**YOUR INSTRUCTIONS:**
Copy out all of the entries, keeping every word the same.

Data excerpts:
_ _ _ _

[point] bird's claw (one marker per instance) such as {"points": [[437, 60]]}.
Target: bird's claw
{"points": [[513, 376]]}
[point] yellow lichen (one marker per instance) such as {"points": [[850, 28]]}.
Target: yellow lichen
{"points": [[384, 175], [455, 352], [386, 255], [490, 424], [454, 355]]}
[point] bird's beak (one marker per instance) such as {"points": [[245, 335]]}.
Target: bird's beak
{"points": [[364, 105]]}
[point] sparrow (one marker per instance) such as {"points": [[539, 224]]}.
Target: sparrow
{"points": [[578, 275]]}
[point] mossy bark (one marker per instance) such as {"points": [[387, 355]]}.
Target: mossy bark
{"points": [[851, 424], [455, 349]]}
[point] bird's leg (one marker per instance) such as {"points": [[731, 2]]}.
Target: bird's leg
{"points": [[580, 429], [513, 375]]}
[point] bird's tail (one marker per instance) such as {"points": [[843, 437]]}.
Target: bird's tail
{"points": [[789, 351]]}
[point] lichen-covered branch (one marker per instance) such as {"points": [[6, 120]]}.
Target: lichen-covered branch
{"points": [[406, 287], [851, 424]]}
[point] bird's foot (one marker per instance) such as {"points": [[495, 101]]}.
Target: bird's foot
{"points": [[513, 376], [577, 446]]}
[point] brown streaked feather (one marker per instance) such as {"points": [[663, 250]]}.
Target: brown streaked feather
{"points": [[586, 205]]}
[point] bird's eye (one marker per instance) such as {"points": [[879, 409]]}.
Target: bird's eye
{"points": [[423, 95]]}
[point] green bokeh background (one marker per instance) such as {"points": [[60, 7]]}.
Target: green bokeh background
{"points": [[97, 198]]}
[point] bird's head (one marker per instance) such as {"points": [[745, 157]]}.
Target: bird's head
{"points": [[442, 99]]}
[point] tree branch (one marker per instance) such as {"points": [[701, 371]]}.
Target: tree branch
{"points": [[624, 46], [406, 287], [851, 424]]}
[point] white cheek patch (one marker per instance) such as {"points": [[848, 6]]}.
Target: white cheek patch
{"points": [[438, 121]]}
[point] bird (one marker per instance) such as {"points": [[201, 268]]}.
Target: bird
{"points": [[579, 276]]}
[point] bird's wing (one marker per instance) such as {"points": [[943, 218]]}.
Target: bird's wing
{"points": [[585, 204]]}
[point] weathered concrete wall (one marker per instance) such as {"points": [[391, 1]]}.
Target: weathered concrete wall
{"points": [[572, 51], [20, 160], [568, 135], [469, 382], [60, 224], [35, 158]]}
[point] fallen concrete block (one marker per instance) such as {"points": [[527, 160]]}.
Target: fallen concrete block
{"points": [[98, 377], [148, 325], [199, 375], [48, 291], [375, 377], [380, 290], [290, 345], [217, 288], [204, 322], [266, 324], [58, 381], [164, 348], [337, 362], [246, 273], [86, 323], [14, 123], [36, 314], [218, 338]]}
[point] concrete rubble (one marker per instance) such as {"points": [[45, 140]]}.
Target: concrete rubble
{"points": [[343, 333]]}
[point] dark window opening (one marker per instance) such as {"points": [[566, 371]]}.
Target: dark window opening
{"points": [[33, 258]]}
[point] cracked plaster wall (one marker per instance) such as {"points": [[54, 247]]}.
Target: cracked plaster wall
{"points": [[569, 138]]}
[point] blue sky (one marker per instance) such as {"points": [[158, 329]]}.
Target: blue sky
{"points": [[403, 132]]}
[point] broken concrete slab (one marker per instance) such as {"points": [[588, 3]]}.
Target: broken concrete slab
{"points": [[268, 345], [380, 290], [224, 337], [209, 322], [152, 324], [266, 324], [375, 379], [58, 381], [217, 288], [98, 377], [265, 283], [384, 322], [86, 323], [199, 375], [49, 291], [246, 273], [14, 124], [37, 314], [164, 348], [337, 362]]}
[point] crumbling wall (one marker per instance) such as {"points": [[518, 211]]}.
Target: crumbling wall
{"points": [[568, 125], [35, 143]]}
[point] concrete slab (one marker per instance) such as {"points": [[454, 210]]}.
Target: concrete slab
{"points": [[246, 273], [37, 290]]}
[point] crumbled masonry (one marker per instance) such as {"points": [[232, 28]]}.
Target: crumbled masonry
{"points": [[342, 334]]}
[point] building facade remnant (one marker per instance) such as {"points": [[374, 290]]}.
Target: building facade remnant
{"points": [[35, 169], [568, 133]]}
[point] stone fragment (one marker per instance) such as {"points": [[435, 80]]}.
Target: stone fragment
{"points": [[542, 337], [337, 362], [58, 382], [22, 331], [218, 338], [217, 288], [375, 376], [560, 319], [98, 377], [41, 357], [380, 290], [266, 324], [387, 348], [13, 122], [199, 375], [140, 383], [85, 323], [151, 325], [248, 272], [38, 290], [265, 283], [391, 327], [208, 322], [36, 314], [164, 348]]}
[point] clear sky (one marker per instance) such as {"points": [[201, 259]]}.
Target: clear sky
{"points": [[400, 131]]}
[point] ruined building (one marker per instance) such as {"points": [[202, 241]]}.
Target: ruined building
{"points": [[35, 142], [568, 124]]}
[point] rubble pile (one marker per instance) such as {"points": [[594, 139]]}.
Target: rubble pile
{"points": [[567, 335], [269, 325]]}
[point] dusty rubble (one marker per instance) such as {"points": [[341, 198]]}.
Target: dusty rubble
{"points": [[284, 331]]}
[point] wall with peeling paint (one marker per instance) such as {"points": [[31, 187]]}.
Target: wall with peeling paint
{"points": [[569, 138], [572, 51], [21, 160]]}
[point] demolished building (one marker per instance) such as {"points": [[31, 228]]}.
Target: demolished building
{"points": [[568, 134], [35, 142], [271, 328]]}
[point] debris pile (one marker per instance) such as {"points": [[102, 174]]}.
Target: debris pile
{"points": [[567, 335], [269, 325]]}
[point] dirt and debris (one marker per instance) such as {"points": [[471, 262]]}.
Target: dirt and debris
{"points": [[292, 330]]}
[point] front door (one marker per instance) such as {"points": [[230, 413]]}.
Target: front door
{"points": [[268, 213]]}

_ _ _ _

**ANSWER SPACE:**
[point] bird's claw (one marker per instance) such as {"points": [[437, 60]]}.
Target: bird's claw
{"points": [[513, 376]]}
[point] yellow lichen (one marker per instance) such as {"points": [[850, 28]]}.
Target: yellow lichen
{"points": [[384, 175], [455, 352], [386, 255], [490, 424], [454, 355]]}
[point] bird's beak (one marker per instance) such as {"points": [[245, 335]]}.
Target: bird's beak
{"points": [[364, 105]]}
[point] sparrow (one marker per instance) such as {"points": [[539, 224]]}.
Target: sparrow
{"points": [[578, 275]]}
[point] mossy bark (one marker per instance) such as {"points": [[387, 355]]}.
Target: mossy bark
{"points": [[851, 424], [455, 349]]}
[point] bird's leg (one marker per instance) such as {"points": [[731, 2]]}.
Target: bird's leg
{"points": [[580, 429], [513, 375]]}
[point] bird's tail (one marker per instance) such as {"points": [[843, 437]]}.
Target: bird's tail
{"points": [[789, 351]]}
[point] lichen-covered branch (one marker per instance) such as {"points": [[6, 120]]}.
Target: lichen-covered branch
{"points": [[406, 287], [851, 424]]}
[point] bird's foot (one marker per instance) such as {"points": [[495, 101]]}.
Target: bird's foot
{"points": [[513, 376], [577, 446]]}
[point] brown streaked feather (one marker per instance) such as {"points": [[663, 250]]}.
Target: brown streaked feather
{"points": [[586, 205]]}
[point] bird's eye (one marker per instance) such as {"points": [[879, 409]]}.
Target: bird's eye
{"points": [[423, 95]]}
[point] green bokeh background (one marker per instance) such as {"points": [[60, 7]]}.
Target: green bokeh background
{"points": [[97, 198]]}
[point] bird's head (one marker per instance) such as {"points": [[745, 157]]}.
Target: bird's head
{"points": [[442, 99]]}
[point] tree branch (one marker per instance) such as {"points": [[701, 371]]}.
Target: tree branch
{"points": [[624, 46], [406, 287], [851, 424]]}
[point] white cheek patch (one marker per instance) such as {"points": [[848, 6]]}.
Target: white cheek patch
{"points": [[438, 121]]}
[point] bird (one marker per instance) such as {"points": [[201, 268]]}.
Target: bird
{"points": [[579, 276]]}
[point] bird's wing (one marker per instance) such as {"points": [[943, 218]]}.
Target: bird's wing
{"points": [[585, 204]]}
[point] weathered concrete wall (one marker per instance) such as {"points": [[391, 1]]}.
Target: weathered concrete wall
{"points": [[572, 51], [20, 160], [568, 135], [469, 382], [60, 224], [35, 158]]}
[point] fallen concrete block (one marker per instance) such as {"points": [[527, 160]]}.
Target: fallen concrete block
{"points": [[98, 377], [148, 325], [199, 375], [48, 291], [375, 377], [380, 290], [290, 345], [217, 288], [204, 322], [266, 324], [58, 381], [164, 348], [337, 362], [246, 273], [86, 323], [14, 123], [36, 314], [218, 338]]}
[point] concrete rubble (one marker per instance) such as {"points": [[45, 140]]}.
Target: concrete rubble
{"points": [[343, 333]]}
[point] dark window opening (one marker per instance) such as {"points": [[566, 371]]}.
Target: dark window opening
{"points": [[33, 258]]}
[point] cracked plaster wall (one marker per instance) such as {"points": [[54, 247]]}.
Target: cracked plaster wall
{"points": [[569, 138]]}
[point] blue sky (one marker per instance) such as {"points": [[158, 329]]}.
Target: blue sky
{"points": [[403, 132]]}
[point] broken concrete slab (one marker per instance) such as {"points": [[588, 3]]}.
Target: broken concrete slab
{"points": [[268, 345], [380, 290], [224, 337], [209, 322], [152, 324], [266, 324], [375, 379], [58, 381], [217, 288], [98, 377], [265, 283], [384, 322], [86, 323], [199, 375], [49, 291], [246, 273], [14, 124], [37, 314], [164, 348], [337, 362]]}
[point] crumbling wall (one marker per instance) such as {"points": [[518, 211]]}.
Target: crumbling wall
{"points": [[568, 125], [35, 143]]}
[point] concrete slab (one marker per instance) such as {"points": [[454, 210]]}.
Target: concrete slab
{"points": [[246, 273], [37, 290]]}
[point] crumbled masonry (one marker per instance) such as {"points": [[232, 28]]}.
Target: crumbled masonry
{"points": [[342, 334]]}
[point] building facade remnant (one marker per instance) such as {"points": [[374, 290]]}.
Target: building facade remnant
{"points": [[35, 169], [568, 133]]}
[point] stone fragment (one marker per instance) such as {"points": [[435, 80]]}.
Target: stone fragment
{"points": [[542, 337], [337, 362], [58, 382], [22, 331], [218, 338], [217, 288], [375, 376], [560, 319], [98, 377], [41, 357], [380, 290], [266, 324], [387, 348], [13, 122], [199, 375], [140, 383], [85, 323], [151, 325], [248, 272], [38, 290], [265, 283], [391, 327], [208, 322], [36, 314], [164, 348]]}
[point] clear sky (one marker per instance) such as {"points": [[201, 259]]}.
Target: clear sky
{"points": [[400, 131]]}
[point] ruined building (one marker per instance) such as {"points": [[202, 241]]}.
Target: ruined building
{"points": [[35, 142], [568, 124]]}
[point] rubble pile (one marker per instance) such as {"points": [[594, 139]]}.
Target: rubble pile
{"points": [[567, 335], [269, 325]]}
[point] dusty rubble (one marker per instance) such as {"points": [[341, 198]]}.
Target: dusty rubble
{"points": [[284, 331]]}
[point] wall with peeling paint (one marker per instance) such as {"points": [[31, 187]]}.
Target: wall with peeling paint
{"points": [[569, 138], [572, 51], [21, 160]]}
[point] demolished building (one marker per instance) such as {"points": [[31, 228]]}.
Target: demolished building
{"points": [[568, 134], [35, 142], [271, 328]]}
[point] debris pile (one marker per instance) such as {"points": [[102, 174]]}.
Target: debris pile
{"points": [[567, 335], [269, 325]]}
[point] dirt and debris (one marker per instance) such as {"points": [[471, 262]]}.
Target: dirt and debris
{"points": [[292, 330]]}
[point] front door (one marker per instance) such as {"points": [[230, 413]]}.
Target: front door
{"points": [[268, 213]]}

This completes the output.